The number of lines holding "woman" is all you should give; count them in the records below.

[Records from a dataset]
-- -- --

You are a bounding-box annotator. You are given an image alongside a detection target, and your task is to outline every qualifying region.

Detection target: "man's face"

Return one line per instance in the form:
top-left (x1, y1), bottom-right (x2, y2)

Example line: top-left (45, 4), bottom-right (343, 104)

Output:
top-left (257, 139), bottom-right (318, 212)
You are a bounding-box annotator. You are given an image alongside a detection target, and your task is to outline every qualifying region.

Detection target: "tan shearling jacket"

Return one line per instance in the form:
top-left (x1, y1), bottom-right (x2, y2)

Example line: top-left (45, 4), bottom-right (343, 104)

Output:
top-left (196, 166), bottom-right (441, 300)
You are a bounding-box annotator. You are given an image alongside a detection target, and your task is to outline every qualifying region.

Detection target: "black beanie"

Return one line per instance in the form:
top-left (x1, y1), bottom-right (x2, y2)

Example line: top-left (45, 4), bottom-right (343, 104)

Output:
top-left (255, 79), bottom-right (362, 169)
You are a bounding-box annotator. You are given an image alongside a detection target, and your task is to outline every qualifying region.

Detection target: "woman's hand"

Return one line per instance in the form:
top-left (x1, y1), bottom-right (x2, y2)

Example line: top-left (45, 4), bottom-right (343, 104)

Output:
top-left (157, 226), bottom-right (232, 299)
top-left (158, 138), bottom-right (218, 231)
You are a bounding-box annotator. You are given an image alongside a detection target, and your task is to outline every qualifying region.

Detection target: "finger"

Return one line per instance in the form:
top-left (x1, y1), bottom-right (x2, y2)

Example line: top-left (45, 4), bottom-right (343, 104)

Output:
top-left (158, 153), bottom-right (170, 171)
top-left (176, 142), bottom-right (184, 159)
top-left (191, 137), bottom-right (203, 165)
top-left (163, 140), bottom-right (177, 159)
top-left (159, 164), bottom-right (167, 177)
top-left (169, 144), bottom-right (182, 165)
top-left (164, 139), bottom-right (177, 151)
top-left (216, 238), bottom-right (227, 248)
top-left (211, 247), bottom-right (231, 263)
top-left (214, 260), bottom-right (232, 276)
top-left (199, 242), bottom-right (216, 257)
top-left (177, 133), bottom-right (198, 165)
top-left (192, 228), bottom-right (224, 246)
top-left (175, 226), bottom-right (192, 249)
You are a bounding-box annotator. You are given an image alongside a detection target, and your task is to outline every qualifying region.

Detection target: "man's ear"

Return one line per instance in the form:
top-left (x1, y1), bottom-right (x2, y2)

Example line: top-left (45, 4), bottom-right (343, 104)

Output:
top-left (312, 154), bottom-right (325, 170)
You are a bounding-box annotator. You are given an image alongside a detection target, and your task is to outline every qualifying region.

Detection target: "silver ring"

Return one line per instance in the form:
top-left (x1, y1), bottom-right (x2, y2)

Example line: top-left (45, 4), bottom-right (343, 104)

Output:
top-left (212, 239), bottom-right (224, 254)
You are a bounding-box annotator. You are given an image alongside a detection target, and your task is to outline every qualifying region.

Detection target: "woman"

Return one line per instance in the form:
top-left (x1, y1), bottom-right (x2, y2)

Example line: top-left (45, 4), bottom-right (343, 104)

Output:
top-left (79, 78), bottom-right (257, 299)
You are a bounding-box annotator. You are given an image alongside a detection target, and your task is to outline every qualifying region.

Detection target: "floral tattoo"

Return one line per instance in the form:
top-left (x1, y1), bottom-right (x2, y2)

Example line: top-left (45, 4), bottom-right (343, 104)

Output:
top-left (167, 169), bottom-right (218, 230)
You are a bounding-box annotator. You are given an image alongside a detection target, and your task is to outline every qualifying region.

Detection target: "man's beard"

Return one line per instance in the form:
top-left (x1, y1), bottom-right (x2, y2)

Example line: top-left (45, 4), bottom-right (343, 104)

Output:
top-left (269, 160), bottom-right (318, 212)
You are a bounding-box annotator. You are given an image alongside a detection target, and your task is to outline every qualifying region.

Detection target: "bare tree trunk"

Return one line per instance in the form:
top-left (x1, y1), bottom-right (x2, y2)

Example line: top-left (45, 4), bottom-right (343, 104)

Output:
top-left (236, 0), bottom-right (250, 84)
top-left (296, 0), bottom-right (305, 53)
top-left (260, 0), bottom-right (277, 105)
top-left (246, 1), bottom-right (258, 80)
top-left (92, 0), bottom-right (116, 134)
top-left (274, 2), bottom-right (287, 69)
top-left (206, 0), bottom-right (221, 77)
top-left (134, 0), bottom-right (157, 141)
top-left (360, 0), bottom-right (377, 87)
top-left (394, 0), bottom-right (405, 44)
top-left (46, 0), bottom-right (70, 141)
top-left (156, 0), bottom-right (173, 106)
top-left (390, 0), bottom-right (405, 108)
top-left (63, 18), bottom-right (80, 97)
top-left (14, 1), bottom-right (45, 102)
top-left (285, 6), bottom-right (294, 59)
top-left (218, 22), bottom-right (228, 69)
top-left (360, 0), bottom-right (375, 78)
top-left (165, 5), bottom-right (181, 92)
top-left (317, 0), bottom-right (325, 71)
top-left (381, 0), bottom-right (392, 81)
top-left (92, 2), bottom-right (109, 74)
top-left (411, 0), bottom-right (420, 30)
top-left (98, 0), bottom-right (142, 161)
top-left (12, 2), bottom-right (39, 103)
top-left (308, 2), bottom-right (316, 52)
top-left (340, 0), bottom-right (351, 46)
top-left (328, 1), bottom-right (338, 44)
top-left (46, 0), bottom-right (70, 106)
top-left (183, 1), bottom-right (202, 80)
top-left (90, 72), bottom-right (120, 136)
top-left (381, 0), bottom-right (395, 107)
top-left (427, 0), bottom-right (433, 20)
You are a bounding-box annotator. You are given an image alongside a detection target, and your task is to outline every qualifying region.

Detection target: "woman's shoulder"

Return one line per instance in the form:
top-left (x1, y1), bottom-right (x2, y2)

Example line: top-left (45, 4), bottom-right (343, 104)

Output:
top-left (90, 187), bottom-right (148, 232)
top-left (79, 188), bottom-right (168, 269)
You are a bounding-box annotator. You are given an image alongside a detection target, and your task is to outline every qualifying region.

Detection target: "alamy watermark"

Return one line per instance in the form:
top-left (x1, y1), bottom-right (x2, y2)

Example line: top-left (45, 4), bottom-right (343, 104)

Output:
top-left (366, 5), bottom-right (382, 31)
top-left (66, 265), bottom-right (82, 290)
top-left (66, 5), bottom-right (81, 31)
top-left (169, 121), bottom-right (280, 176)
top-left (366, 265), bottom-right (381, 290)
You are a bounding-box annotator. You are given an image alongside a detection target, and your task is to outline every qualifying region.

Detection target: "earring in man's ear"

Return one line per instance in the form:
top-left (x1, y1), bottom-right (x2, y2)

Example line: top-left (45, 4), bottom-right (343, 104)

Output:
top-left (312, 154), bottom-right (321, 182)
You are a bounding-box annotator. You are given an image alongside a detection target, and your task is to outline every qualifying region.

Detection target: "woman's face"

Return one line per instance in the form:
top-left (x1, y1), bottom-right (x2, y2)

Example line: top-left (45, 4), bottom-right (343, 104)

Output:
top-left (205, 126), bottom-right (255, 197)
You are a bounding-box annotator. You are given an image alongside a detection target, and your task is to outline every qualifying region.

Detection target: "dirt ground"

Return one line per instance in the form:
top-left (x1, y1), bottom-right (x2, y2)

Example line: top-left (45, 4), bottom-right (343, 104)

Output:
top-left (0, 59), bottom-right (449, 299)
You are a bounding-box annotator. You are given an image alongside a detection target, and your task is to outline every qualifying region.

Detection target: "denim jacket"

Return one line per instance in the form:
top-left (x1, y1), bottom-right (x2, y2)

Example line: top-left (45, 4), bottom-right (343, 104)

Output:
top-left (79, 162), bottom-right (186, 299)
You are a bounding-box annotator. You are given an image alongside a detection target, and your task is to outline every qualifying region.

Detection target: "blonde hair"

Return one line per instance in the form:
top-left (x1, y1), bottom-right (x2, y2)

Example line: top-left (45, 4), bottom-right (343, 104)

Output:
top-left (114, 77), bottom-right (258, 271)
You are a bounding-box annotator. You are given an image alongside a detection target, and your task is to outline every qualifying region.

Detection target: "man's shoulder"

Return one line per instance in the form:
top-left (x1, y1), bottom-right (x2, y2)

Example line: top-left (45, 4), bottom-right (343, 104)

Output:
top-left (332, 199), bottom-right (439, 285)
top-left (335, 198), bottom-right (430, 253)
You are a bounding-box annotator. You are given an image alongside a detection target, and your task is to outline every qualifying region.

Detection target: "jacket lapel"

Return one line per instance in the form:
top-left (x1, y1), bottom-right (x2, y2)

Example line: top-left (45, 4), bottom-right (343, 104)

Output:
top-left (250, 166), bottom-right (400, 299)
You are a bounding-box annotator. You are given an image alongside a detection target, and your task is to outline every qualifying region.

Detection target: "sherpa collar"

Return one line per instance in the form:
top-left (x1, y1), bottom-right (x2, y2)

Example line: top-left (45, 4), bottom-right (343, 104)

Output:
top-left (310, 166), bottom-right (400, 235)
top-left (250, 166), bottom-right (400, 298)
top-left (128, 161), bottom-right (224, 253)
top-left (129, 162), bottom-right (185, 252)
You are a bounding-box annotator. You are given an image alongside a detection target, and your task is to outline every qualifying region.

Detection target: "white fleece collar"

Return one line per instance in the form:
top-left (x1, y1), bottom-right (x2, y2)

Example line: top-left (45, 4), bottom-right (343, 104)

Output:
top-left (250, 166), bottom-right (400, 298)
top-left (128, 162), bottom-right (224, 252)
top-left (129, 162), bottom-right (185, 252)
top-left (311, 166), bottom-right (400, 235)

-- -- --

Answer for this exercise: 4